Instructions for the task: Copy out the following lines unchanged.

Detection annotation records
● ● ●
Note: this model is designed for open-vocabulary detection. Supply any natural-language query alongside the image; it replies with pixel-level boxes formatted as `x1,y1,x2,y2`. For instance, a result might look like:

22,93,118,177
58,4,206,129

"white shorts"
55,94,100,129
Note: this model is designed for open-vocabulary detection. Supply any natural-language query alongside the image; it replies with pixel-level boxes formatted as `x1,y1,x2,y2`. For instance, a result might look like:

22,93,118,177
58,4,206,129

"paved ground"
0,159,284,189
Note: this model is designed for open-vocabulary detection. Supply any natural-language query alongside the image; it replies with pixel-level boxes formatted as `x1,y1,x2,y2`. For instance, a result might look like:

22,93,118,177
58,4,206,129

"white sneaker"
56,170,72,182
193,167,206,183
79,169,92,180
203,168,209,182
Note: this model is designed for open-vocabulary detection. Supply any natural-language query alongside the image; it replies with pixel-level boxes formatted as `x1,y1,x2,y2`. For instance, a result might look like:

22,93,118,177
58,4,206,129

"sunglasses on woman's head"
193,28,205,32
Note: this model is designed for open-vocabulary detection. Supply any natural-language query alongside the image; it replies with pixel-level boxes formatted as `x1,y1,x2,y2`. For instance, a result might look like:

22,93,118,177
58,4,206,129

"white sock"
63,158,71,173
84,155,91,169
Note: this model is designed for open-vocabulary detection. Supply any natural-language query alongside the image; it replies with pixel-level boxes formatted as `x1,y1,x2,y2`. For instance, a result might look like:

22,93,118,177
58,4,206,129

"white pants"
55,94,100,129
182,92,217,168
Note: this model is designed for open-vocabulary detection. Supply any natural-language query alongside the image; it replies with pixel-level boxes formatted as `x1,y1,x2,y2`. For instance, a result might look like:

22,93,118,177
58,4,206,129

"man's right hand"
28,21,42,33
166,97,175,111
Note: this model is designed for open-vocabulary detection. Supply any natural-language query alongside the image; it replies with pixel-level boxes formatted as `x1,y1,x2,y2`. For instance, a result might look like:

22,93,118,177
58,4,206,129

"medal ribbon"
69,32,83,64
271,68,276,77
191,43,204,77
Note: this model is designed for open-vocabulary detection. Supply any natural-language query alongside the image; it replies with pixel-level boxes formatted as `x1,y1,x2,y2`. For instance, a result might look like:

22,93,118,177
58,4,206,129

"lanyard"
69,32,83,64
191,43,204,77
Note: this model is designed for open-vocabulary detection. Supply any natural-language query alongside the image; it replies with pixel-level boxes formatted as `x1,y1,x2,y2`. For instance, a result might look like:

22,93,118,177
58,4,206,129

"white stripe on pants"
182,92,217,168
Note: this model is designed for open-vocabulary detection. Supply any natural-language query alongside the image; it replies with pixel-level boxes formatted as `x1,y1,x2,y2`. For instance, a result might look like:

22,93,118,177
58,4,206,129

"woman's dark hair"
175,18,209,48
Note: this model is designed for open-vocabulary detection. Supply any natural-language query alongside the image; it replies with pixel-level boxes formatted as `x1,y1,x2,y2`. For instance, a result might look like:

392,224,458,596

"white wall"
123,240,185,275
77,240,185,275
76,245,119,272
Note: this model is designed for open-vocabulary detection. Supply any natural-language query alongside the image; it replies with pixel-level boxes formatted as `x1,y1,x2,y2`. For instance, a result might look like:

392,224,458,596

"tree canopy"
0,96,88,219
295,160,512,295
● ● ●
Exercise solution:
Note: this model is designed for open-vocabulary detection. Supply any natural-language query alongside the image; it replies with pixel-level boxes formatted as `x1,y1,x2,y2`. For instance, a result might look like:

22,93,118,177
58,4,206,129

"white shorts"
55,94,100,129
Note: this model is designed for open-vocabulary detection. Supply any natural-language query alongside the image; it replies with pixel-level boxes formatted as `x1,y1,x2,y2`. For instance, a result might look like:

22,93,118,177
58,4,206,129

"paved ground"
0,159,284,189
Note: this model is designed for open-vocabulary detection. Supply any natural-language query alongside the image; it replies with pixel-level boxes formatted as `x1,y1,x2,y2`. For instance, a result might look like:

22,93,118,177
58,4,206,129

"white sneaker"
56,170,72,182
193,167,206,183
79,169,92,180
203,168,209,182
Note: this model is designed for open-vocabulary detection. Supply any natural-language query alongside the image; it replies with pixel-level boxes formatted as `x1,y1,x2,y2`. For instance, a result might look like:

22,93,118,177
58,4,206,129

"sunglasses on woman's head"
193,28,205,32
Note: this model is designed for open-vocabulary detection. Supply any natural-language query alongside the image; it replies with pixel-level boxes formatted as `x1,y1,x2,y2`. For instance, a result might look like:

22,93,118,177
58,4,206,129

"white sock"
63,158,71,173
84,155,91,169
Note: this model is designed for open-vocabulary detection. Supply any natural-language query alongside the image; it replies with pixel-level boxes formatted as `x1,y1,x2,y2`. For instance, a result might look like:

22,93,118,177
58,4,206,129

"white pants"
55,94,100,129
182,92,217,168
Note: this model is designed for open-vocabulary detection. Supply any natural-language query alongside the image; it replies with pixel-level boxes formatted as `x1,y1,x2,y2`. For instance, a result might look like:

22,93,118,177
58,4,206,129

"man's right hand"
28,21,42,33
166,97,175,111
Note: this model is designed for open-vocabulary detection. Supply any natural-language query alongside the image; it replies with pixel-level boxes formatted as `x1,y1,x2,y2`. For instance, a result might look like:

22,93,118,177
58,4,206,129

"medal ribbon"
69,32,83,64
271,68,276,77
191,43,204,77
Note: this model is designed for open-vocabulary detection. Supply any natural-language query alongside the image; it replies with pixel-level boxes formatted as `x1,y1,x2,y2`. For instance, a result might look like:

22,93,118,177
58,4,206,129

"lanyard"
69,32,83,64
191,43,204,77
Note: this model is designed for open-vocabulary detection. Supply any natural-language query alongside the image; it replies with pixel-level boxes formatted as `x1,y1,x2,y2`. For instance, a result might look like:

22,93,118,177
58,4,206,129

"white stripe on pants"
182,92,217,168
Note: this model is designed for open-vocabulary detection. Supply any natural-language query alongside the image; it replies with pixel-level boxes formatted as `x1,y1,x2,y2`. For instance, a result might look like:

22,93,118,177
58,4,206,129

"woman's dark hair"
175,18,209,48
Note: this model is designed for open-vocabulary detection. Supply any natural-language query alongside the image; it replies with pixel-level boxes formatted as `x1,y1,x2,y2`. For instance, a result might look like:

392,224,458,596

"white wall"
123,240,185,275
77,240,185,275
76,245,119,272
Note: this model is designed for open-vocabulary detection. Supply any natural-language query alongside the image; it replies with pixel-level boxes formatted as `x1,y1,x2,y2`. For instance, a result might look like:

392,224,458,596

"tree canopy"
0,96,88,219
295,160,512,295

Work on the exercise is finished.